* _REQUEST_
Which lines of the entries below contain the word "hillside"? Collect each one and copy it out.

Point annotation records
■ ■ ■
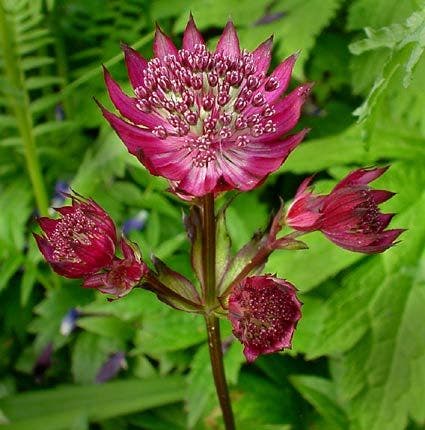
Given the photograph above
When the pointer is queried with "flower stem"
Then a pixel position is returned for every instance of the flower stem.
(208, 251)
(210, 297)
(216, 357)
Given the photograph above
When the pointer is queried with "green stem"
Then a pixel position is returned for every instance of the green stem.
(208, 251)
(19, 100)
(216, 357)
(210, 297)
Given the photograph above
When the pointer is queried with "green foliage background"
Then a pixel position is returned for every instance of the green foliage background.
(358, 360)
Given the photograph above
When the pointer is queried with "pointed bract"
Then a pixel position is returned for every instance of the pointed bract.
(349, 216)
(135, 64)
(163, 45)
(228, 44)
(191, 35)
(81, 242)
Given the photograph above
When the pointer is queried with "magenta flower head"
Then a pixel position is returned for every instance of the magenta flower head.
(122, 275)
(349, 216)
(264, 312)
(81, 241)
(207, 121)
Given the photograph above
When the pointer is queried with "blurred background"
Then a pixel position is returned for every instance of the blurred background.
(71, 360)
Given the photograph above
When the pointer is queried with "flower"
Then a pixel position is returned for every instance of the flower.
(82, 241)
(207, 121)
(264, 312)
(122, 275)
(349, 216)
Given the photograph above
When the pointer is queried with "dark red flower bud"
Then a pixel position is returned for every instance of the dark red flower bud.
(264, 312)
(123, 274)
(82, 241)
(349, 216)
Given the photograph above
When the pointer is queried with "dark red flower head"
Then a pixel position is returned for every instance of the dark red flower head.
(207, 121)
(349, 216)
(264, 312)
(123, 274)
(82, 241)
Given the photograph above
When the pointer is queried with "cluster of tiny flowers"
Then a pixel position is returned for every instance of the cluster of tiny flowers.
(210, 122)
(264, 312)
(207, 121)
(349, 215)
(82, 243)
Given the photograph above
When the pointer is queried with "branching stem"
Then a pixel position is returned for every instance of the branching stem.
(210, 298)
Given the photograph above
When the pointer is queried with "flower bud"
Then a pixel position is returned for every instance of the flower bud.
(264, 312)
(81, 242)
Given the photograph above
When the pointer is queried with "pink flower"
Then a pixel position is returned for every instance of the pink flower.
(349, 216)
(81, 241)
(264, 312)
(207, 121)
(122, 275)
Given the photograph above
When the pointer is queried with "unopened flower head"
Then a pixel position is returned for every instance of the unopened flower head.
(264, 312)
(207, 121)
(349, 216)
(81, 241)
(122, 275)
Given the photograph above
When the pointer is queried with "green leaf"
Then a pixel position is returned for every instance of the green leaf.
(374, 323)
(108, 326)
(60, 408)
(90, 352)
(170, 246)
(37, 82)
(52, 310)
(164, 329)
(307, 269)
(321, 393)
(364, 13)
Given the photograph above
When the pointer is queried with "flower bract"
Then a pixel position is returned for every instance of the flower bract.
(264, 312)
(80, 242)
(349, 215)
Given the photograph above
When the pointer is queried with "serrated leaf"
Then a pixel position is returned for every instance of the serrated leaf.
(308, 268)
(164, 329)
(374, 322)
(321, 393)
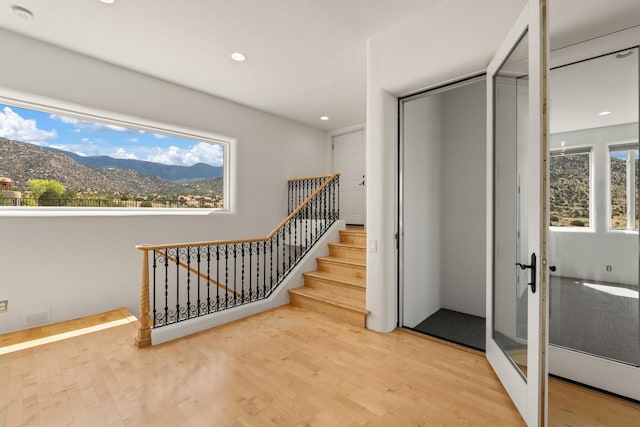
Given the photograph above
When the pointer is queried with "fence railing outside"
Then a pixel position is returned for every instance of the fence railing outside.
(111, 203)
(184, 281)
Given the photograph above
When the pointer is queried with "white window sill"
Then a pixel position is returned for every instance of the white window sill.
(572, 229)
(102, 212)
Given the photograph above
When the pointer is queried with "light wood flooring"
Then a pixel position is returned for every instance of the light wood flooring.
(285, 367)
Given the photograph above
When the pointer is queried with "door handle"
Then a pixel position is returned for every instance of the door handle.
(531, 266)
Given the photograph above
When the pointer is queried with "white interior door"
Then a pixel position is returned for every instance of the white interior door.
(349, 162)
(516, 283)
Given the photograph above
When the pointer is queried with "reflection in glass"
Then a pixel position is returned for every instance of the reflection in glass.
(510, 293)
(594, 289)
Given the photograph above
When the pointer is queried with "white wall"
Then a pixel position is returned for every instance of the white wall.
(422, 192)
(75, 265)
(463, 199)
(585, 253)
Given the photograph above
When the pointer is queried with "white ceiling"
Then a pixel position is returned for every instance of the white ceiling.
(305, 58)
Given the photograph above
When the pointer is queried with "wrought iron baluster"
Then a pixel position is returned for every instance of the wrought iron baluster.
(208, 279)
(296, 222)
(217, 277)
(154, 266)
(235, 274)
(188, 250)
(226, 275)
(166, 286)
(243, 298)
(257, 269)
(271, 264)
(277, 256)
(198, 282)
(264, 262)
(284, 247)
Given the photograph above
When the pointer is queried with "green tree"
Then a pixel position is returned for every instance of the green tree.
(46, 191)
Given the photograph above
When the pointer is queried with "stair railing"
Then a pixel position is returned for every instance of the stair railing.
(188, 280)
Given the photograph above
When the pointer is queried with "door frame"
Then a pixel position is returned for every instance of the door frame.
(586, 369)
(331, 155)
(530, 395)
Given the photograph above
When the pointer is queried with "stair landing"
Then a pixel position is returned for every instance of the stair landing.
(338, 287)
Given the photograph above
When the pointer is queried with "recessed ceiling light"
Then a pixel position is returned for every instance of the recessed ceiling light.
(21, 12)
(624, 54)
(237, 56)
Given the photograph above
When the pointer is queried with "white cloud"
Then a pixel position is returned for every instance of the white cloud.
(14, 126)
(121, 153)
(202, 152)
(86, 124)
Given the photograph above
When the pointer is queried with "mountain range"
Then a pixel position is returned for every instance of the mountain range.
(22, 162)
(175, 173)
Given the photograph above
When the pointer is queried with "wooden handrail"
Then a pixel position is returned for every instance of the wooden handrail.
(257, 239)
(202, 275)
(313, 177)
(144, 334)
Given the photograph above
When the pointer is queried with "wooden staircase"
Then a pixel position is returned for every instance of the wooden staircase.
(338, 287)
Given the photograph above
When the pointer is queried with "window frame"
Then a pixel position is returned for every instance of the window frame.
(630, 190)
(135, 123)
(587, 149)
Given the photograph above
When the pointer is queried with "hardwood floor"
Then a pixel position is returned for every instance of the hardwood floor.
(285, 367)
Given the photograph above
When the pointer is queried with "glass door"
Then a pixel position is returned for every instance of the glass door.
(516, 281)
(594, 207)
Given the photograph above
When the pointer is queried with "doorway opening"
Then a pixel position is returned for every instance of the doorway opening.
(442, 199)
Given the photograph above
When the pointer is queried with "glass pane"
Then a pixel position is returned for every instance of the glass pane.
(511, 93)
(618, 188)
(569, 175)
(637, 187)
(594, 287)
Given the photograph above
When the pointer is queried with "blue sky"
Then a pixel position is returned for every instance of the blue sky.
(94, 139)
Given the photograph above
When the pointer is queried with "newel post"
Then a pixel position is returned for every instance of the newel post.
(144, 333)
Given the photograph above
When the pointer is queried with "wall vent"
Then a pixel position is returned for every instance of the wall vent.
(35, 318)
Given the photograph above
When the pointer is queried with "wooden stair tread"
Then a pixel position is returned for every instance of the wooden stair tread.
(332, 298)
(343, 261)
(347, 246)
(351, 231)
(336, 278)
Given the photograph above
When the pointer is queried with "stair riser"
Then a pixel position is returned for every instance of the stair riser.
(358, 254)
(343, 270)
(335, 312)
(317, 283)
(353, 239)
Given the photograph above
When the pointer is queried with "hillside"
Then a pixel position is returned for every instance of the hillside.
(175, 173)
(569, 195)
(22, 162)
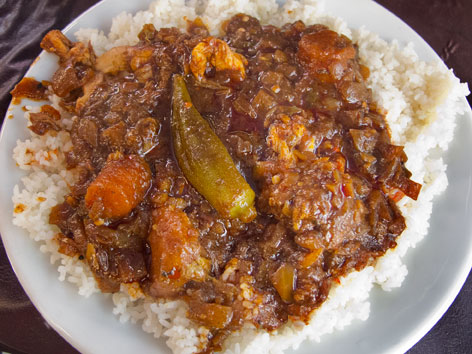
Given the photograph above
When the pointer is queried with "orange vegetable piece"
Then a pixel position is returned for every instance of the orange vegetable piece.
(119, 187)
(175, 251)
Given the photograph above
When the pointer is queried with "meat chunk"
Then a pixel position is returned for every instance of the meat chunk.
(215, 53)
(55, 42)
(325, 54)
(119, 187)
(47, 119)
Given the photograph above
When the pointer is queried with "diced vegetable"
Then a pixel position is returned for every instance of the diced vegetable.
(119, 188)
(175, 251)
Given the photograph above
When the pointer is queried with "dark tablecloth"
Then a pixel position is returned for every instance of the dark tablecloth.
(444, 24)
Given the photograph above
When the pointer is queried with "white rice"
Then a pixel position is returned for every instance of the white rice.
(422, 101)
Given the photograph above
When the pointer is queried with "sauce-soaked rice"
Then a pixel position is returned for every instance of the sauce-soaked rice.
(291, 106)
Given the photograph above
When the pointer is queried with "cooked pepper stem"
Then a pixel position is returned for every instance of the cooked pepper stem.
(204, 160)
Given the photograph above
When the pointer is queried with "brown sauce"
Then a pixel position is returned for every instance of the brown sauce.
(29, 88)
(293, 110)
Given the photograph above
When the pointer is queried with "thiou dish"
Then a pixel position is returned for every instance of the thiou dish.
(235, 186)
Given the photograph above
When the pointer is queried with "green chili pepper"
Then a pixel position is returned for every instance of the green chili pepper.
(205, 161)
■ ■ ■
* _EXERCISE RESULT_
When the pointer is queried with "hillside"
Then a pixel position is returned for every instance of the hillside.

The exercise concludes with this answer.